_EXCERPT PROVIDED_.
There are currently few reported cases of pregnant patients’ advance directives being nullified, though there are some heartbreaking examples.
A well-publicized 2014 case detailed how Marlise Muñoz, a Texas woman who was 14 weeks pregnant when she was declared brain-dead, was kept alive on life support for three months despite her and her family’s clearly expressed wishes that her life not be artificially continued.
The reason? The Texas hospital stated that they were prohibited by the Texas advance directive law from removing life support because Muñoz was pregnant and they had a duty to preserve fetal life.
We suspect, however, that scenarios like the one the Muñoz family faced are underreported. Families in crisis will often not pursue legal options or make their trauma public. We also predict that these situations will become more common in a post-Dobbs world as doctors continue to grapple with emerging uncertainties and fear of legal liability in the context of providing end-of-life care for pregnant patients.
Legislative labyrinths
Clearly, advance directives will not be immune from the personhood debate, since a primary goal of pregnancy exclusions is to protect fetal life.

_TASK DETAILS_. Can you reproduce the advance directives excerpt word for word, from "A well-publicized 2014" up to and including "for pregnant patients."?

_RECORDS SUPPLIED_.

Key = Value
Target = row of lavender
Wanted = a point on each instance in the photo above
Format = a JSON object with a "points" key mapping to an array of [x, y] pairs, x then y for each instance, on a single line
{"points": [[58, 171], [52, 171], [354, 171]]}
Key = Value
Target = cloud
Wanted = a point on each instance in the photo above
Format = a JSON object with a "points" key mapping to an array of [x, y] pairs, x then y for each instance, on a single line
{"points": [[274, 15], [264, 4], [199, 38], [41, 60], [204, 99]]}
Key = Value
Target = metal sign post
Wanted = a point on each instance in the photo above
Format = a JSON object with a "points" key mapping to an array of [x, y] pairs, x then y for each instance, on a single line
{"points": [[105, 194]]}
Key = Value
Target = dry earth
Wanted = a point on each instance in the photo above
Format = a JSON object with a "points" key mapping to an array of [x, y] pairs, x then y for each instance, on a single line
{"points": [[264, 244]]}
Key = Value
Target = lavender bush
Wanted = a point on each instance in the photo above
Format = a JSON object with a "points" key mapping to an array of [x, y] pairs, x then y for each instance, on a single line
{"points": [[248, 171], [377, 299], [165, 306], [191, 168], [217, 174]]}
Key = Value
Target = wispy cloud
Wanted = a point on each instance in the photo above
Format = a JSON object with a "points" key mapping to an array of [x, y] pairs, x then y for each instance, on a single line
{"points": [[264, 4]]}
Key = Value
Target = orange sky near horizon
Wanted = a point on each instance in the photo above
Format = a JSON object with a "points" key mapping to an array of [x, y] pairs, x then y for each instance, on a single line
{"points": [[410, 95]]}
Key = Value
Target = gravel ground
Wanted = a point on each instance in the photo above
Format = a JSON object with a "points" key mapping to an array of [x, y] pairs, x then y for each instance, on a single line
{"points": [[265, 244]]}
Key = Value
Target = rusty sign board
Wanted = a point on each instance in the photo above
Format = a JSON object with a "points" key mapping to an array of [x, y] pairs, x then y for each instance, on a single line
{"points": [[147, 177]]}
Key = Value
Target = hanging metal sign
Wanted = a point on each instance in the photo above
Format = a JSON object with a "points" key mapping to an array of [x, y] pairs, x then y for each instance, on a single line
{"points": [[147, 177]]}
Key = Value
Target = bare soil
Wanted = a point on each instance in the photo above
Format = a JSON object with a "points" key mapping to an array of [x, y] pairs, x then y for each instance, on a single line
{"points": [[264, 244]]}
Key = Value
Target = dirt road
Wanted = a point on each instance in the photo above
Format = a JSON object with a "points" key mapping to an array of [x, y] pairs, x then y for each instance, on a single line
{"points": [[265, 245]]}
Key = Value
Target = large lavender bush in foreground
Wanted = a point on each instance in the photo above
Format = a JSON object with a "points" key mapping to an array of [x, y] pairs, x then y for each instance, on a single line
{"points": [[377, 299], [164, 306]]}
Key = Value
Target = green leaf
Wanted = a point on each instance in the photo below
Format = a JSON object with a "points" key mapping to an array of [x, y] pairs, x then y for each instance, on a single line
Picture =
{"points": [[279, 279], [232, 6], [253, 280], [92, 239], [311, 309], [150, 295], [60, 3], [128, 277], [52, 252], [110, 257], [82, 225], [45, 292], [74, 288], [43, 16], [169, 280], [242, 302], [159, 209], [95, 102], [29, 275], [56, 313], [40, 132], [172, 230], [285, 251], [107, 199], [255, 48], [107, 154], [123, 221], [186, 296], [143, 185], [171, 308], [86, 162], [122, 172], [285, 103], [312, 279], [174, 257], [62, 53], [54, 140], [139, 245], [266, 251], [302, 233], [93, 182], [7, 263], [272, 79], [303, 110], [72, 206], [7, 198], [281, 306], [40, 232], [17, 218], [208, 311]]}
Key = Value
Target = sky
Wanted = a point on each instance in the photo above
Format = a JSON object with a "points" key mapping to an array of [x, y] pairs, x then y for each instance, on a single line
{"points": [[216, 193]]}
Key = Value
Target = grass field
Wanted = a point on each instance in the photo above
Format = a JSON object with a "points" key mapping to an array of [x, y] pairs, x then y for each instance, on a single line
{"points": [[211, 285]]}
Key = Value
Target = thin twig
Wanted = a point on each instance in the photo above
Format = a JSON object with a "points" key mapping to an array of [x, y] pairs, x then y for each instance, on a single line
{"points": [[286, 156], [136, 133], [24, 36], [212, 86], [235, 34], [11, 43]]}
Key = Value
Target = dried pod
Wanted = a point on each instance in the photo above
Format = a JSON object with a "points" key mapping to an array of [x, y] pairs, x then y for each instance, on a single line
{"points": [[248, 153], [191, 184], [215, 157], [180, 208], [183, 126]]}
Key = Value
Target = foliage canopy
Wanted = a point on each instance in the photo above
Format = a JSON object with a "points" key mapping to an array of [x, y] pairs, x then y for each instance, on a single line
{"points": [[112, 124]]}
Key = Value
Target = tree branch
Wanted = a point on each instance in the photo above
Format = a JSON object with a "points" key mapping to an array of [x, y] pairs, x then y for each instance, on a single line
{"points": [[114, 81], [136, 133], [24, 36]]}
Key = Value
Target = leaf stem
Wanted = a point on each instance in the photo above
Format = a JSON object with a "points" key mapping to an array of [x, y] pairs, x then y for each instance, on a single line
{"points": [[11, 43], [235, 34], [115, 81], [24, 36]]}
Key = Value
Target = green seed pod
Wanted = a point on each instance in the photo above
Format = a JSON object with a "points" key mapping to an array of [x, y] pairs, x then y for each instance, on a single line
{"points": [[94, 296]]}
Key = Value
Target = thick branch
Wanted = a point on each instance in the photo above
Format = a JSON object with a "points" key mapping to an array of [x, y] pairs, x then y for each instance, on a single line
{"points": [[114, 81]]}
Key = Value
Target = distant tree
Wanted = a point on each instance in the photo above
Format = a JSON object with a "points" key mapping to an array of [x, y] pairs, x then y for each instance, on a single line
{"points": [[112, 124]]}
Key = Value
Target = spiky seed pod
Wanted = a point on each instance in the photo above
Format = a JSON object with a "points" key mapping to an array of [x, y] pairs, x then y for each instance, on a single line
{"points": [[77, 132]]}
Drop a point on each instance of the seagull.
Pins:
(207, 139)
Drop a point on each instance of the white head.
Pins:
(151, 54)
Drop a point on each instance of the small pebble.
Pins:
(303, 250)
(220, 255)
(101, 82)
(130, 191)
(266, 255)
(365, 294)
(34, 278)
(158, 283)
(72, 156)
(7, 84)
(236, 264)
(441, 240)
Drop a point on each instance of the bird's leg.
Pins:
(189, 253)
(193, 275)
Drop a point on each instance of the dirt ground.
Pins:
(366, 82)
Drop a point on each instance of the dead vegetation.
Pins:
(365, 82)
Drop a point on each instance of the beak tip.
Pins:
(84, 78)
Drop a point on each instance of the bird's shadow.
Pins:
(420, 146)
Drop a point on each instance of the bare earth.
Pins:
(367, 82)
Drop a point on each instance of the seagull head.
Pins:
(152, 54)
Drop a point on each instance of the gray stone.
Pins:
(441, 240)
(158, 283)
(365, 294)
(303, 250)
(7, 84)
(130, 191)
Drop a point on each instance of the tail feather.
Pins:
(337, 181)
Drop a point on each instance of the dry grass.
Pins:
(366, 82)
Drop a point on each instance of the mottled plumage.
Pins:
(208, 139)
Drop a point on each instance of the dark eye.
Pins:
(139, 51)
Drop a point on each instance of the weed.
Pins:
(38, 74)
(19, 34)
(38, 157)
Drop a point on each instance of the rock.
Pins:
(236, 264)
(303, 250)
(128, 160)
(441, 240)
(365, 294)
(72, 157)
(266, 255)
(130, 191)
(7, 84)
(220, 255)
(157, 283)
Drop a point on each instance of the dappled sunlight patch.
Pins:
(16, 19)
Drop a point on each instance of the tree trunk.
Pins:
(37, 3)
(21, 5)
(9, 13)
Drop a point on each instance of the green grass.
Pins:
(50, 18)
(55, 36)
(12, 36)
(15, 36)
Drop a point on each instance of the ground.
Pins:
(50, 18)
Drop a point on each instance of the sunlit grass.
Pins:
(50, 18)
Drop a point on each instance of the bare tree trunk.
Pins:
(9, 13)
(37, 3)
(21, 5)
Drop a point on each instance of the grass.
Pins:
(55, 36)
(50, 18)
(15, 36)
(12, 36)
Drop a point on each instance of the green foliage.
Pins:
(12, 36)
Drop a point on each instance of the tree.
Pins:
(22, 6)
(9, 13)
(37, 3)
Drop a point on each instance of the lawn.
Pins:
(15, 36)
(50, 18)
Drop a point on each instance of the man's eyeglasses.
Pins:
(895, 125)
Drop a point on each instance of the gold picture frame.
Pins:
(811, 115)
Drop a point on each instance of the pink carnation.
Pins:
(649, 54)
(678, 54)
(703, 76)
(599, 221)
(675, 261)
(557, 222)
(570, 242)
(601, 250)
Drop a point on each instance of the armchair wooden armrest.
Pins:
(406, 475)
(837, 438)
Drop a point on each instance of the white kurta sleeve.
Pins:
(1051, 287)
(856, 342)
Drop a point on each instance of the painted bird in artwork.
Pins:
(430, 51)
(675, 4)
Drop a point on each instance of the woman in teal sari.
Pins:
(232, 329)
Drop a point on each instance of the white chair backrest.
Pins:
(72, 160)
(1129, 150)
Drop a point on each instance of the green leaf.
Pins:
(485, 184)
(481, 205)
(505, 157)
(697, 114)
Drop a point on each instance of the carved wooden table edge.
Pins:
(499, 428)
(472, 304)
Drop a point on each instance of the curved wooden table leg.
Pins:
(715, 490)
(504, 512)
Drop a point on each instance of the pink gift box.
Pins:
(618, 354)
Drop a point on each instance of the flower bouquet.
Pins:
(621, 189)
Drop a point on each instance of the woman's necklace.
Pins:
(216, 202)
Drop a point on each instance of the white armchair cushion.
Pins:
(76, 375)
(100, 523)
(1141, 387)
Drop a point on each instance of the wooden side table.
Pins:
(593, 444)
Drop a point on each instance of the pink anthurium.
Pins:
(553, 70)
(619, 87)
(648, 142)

_TASK RESULT_.
A well-publicized 2014 case detailed how Marlise Muñoz, a Texas woman who was 14 weeks pregnant when she was declared brain-dead, was kept alive on life support for three months despite her and her family’s clearly expressed wishes that her life not be artificially continued.
The reason? The Texas hospital stated that they were prohibited by the Texas advance directive law from removing life support because Muñoz was pregnant and they had a duty to preserve fetal life.
We suspect, however, that scenarios like the one the Muñoz family faced are underreported. Families in crisis will often not pursue legal options or make their trauma public. We also predict that these situations will become more common in a post-Dobbs world as doctors continue to grapple with emerging uncertainties and fear of legal liability in the context of providing end-of-life care for pregnant patients.